-------- Quoted text --------

Conquest of the Steppe
But we are getting nearly 500 years ahead of our story, and we must return to the Goths, who in the last years of the second century and the first years of the third were migrating through the Slavic homeland on their way to the coastlands of the Black Sea.
When the Goths reached the seacoast, some of them turned to the east and some to the west and southwest, the two streams of migration diverging near the mouth of the Dniester. Those who turned east conquered all before them, reaching the Don about the year 250. They became known as the East Goths, or Ostrogoths, and they set up an Ostrogothic kingdom which encompassed the heart of the ancient home of the Indo-Europeans, ruling the steppe and the forest-steppe from the Dniester to the Volga.
To the south of them, between the lower Don and the Caucasus Mountains, lived several Sarmatian tribes, the most prominent of these being the Alans. They had been the last rulers of the steppe before the arrival of the Goths. To the east of the Ostrogoths lay the vast plains and deserts which stretched away into central Asia.
The Goths west of the Dniester — the Visigoths — moved down into the Danubian lands west of the Black Sea, where they inevitably came into conflict with the Romans. They conquered the Roman province of Dacia for themselves, after defeating a Roman army and killing a Roman emperor (Decius) in the year 251.
For the next century and a quarter both the Visigoths and the Ostrogoths prospered, while the fortunes of the Roman Empire continued to decline. The Goths, who were excellent seamen, raided the Black Sea coastal cities of Asia Minor at will, and Rome was also hard pressed to defend other portions of her long border with the Germans.

--------

Please write out everything in the passage on the Goths from "For the next" down to "with the Germans.", word for word.

-------- Stored rows --------

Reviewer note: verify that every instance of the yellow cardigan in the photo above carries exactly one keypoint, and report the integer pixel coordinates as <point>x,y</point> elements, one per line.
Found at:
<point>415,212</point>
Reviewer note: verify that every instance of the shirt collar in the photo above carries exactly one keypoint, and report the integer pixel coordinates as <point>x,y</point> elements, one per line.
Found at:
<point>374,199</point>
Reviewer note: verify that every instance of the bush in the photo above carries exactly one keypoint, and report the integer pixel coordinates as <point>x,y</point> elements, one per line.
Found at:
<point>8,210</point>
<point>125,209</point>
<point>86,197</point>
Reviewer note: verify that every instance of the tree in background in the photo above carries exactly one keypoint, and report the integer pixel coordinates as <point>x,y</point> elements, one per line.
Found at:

--------

* _Final answer_
For the next century and a quarter both the Visigoths and the Ostrogoths prospered, while the fortunes of the Roman Empire continued to decline. The Goths, who were excellent seamen, raided the Black Sea coastal cities of Asia Minor at will, and Rome was also hard pressed to defend other portions of her long border with the Germans.